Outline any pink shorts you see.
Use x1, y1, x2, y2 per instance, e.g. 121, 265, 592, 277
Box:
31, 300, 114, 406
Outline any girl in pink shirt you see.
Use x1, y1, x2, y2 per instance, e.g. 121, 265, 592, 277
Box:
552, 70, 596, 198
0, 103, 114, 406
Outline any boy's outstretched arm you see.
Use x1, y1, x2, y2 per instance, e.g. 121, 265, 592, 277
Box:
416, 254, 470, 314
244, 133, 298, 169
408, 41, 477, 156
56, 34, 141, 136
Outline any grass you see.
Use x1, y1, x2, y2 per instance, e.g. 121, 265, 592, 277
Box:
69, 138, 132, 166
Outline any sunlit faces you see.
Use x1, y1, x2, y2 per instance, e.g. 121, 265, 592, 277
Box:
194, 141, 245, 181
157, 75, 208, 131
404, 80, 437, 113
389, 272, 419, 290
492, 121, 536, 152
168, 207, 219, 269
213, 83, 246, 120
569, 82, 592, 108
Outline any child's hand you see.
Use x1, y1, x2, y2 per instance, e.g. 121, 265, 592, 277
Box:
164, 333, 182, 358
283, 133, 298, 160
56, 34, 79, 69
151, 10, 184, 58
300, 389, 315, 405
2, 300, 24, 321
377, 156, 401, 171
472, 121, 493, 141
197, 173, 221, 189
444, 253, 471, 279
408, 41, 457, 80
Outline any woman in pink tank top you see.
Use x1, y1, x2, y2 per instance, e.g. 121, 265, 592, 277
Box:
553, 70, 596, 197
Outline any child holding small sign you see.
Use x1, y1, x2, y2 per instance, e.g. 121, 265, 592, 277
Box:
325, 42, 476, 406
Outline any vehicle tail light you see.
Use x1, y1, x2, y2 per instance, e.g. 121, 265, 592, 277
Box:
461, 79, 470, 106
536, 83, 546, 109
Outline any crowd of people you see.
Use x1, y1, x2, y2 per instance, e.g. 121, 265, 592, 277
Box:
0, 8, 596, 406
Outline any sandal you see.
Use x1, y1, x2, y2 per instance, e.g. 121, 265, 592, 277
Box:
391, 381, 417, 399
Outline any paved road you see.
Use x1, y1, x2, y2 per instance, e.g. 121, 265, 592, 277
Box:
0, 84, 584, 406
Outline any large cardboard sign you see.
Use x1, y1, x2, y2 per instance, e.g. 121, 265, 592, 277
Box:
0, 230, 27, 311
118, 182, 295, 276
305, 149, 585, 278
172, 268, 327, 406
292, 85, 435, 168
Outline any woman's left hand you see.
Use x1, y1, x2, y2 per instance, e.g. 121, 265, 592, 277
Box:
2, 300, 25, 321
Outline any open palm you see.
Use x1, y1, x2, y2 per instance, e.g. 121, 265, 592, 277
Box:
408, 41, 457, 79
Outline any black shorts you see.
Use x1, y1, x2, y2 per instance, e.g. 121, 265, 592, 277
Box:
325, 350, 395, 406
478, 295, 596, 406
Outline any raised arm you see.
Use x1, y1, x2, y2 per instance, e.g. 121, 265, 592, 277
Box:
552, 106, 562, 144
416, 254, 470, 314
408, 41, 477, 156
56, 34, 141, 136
· · · · ·
Copy the entire listing above word for word, from its first line through its last.

_EXERCISE RESULT_.
Outline any pink shorts you see.
Use x1, y1, x2, y2 per instance, e.g. 121, 265, 592, 277
Box:
31, 300, 114, 406
Outline any girl in pink shirt you see.
Use x1, y1, x2, y2 per instance, e.g. 121, 265, 592, 277
Box:
552, 70, 596, 198
0, 103, 114, 406
Outline any boy's outstretched arm you see.
Use x1, y1, x2, y2 per instance, e.g. 121, 265, 592, 277
Box:
416, 254, 470, 314
244, 133, 298, 169
408, 41, 477, 156
56, 34, 141, 136
Outline any grass you see.
Use x1, y1, x2, y2 per instance, e.g. 121, 265, 592, 277
Box:
69, 138, 132, 166
Outline any sunlit faces you see.
Use x1, y1, x2, y2 per instance, e.g. 121, 265, 592, 277
Box:
194, 141, 245, 181
157, 75, 208, 131
404, 80, 437, 113
389, 272, 419, 290
492, 121, 536, 152
168, 207, 219, 269
213, 83, 246, 120
569, 82, 592, 108
Outline any child's hand you see.
Use x1, y1, x2, y2 per instance, e.g. 121, 265, 592, 277
Box:
164, 333, 182, 358
283, 133, 298, 160
56, 34, 79, 69
151, 10, 184, 58
300, 389, 315, 405
2, 300, 24, 321
377, 156, 401, 171
472, 121, 493, 141
197, 173, 221, 189
444, 253, 471, 279
408, 41, 457, 80
Outline any woman in pink tank top you see.
Use x1, y1, x2, y2 per instance, e.g. 121, 265, 592, 277
Box:
553, 70, 596, 197
Outline any child holding small sign you see.
Use x1, y1, x2, y2 per instance, e.g. 121, 265, 592, 277
Box:
325, 42, 476, 406
Outline any vehicle tail light you see.
Use x1, y1, x2, y2 per instance, e.g. 121, 265, 592, 277
Box:
461, 79, 470, 106
536, 83, 546, 109
Outline any crowd of people you see.
Use x1, y1, x2, y2 per instance, e.g. 121, 265, 592, 277
Box:
0, 8, 596, 406
Outline any sandal you see.
Use x1, y1, x2, y2 per instance, e.g. 121, 265, 592, 277
Box:
391, 381, 417, 399
Outline any paved road you see.
Use x1, y1, x2, y2 per instance, e.g. 121, 265, 592, 277
Box:
0, 84, 584, 406
Outline any large cardboard sign you see.
Use x1, y1, x2, y2 per instance, e.g. 121, 265, 592, 277
Box:
0, 230, 27, 311
118, 182, 295, 276
305, 149, 585, 278
172, 268, 327, 406
292, 85, 435, 168
Outline any woman's left hand you see.
Use x1, y1, x2, y2 per instance, e.g. 121, 265, 592, 277
Box:
2, 300, 25, 321
Outline any open palm you see.
Use x1, y1, x2, y2 per instance, e.g. 121, 265, 592, 277
Box:
408, 41, 457, 79
Outline any black shorts you see.
Use x1, y1, x2, y2 per instance, e.g. 121, 265, 592, 277
Box:
325, 350, 395, 406
478, 295, 596, 406
Outline any raised arm you see.
Use x1, y1, x2, y2 per instance, e.g. 121, 265, 592, 277
Box:
552, 106, 562, 144
416, 254, 470, 314
408, 41, 477, 156
56, 34, 141, 136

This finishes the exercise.